WHAT IS ASKED =>
1. Translate this sentence from the passage on the Roland TB-303 into Spanish: "Users program notes and slides using a basic sequencer."
2. In the passage on the Roland TB-303, switch "square wave" to "triangle wave" and give the stretch from "The TB-303 was" through "units were manufactured." with that change.

PASSAGE SHOWN =>
============

The Roland TB-303 Bass Line (also known as the 303) is a bass synthesizer released by Roland Corporation in 1981. Designed to simulate bass guitars, it was a commercial failure and was discontinued in 1984. However, cheap second-hand units were adopted by electronic musicians, and its "squelching" or "chirping" sound became a foundation of electronic dance music genres such as acid house, Chicago house and techno. It has inspired numerous clones.

Design and features

The TB-303 was manufactured by the Japanese company Roland. It was designed by Tadao Kikumoto, who also designed the Roland TR-909 drum machine. It was marketed as a "computerised bass machine" to replace the bass guitar. However, according to Forbes, it instead produces a "squelchy tone more reminiscent of a psychedelic mouth harp than a stringed instrument".

The TB-303 has a single oscillator, which produces either a "buzzy" sawtooth wave or a "hollow-sounding" square wave. This is fed into a 24dB/octave low-pass filter, which is manipulated by an envelope generator. Users program notes and slides using a basic sequencer.

Legacy

The TB-303's unrealistic sound made it unpopular with its target audience, those who wanted to replace bass guitars. It was discontinued in 1984, and Roland sold off remaining units cheaply. 10,000 units were manufactured.

The first track to use the TB-303 and enter the top ten of the UK Singles Chart was "Rip It Up" (1983), by the Scottish band Orange Juice. Charanjit Singh's 1982 album Synthesizing: Ten Ragas to a Disco Beat was another early use of a TB-303, alongside another Roland device, the TR-808 drum machine. The album remained obscure until the early 21st century, and is now recognized as a precursor to acid house.

============

DATASET CONTENT =>
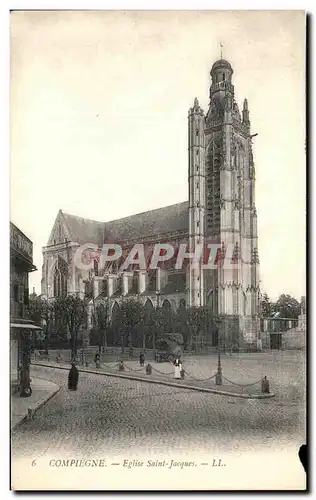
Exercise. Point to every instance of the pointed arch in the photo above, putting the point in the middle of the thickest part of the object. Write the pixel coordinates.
(60, 277)
(115, 310)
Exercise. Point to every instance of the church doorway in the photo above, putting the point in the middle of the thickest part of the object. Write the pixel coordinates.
(275, 341)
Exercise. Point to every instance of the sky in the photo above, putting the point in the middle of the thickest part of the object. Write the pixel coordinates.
(98, 119)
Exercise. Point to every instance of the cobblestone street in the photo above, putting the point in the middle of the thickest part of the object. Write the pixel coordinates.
(118, 418)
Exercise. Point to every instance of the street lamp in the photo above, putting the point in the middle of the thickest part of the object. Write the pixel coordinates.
(218, 379)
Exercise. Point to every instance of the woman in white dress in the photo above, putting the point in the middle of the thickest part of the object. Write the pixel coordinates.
(177, 368)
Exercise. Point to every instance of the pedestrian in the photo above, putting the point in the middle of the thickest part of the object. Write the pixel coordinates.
(141, 359)
(265, 385)
(97, 360)
(177, 368)
(73, 377)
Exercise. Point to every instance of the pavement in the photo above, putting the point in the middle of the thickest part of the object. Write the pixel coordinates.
(119, 419)
(23, 408)
(163, 374)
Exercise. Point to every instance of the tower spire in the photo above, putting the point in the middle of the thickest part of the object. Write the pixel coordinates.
(221, 47)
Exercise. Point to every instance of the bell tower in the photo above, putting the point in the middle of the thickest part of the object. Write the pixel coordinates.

============

TASK RESULTS =>
1. Los usuarios programan notas y deslizamientos mediante un secuenciador básico.

2.
The TB-303 was manufactured by the Japanese company Roland. It was designed by Tadao Kikumoto, who also designed the Roland TR-909 drum machine. It was marketed as a "computerised bass machine" to replace the bass guitar. However, according to Forbes, it instead produces a "squelchy tone more reminiscent of a psychedelic mouth harp than a stringed instrument".

The TB-303 has a single oscillator, which produces either a "buzzy" sawtooth wave or a "hollow-sounding" triangle wave. This is fed into a 24dB/octave low-pass filter, which is manipulated by an envelope generator. Users program notes and slides using a basic sequencer.

Legacy

The TB-303's unrealistic sound made it unpopular with its target audience, those who wanted to replace bass guitars. It was discontinued in 1984, and Roland sold off remaining units cheaply. 10,000 units were manufactured.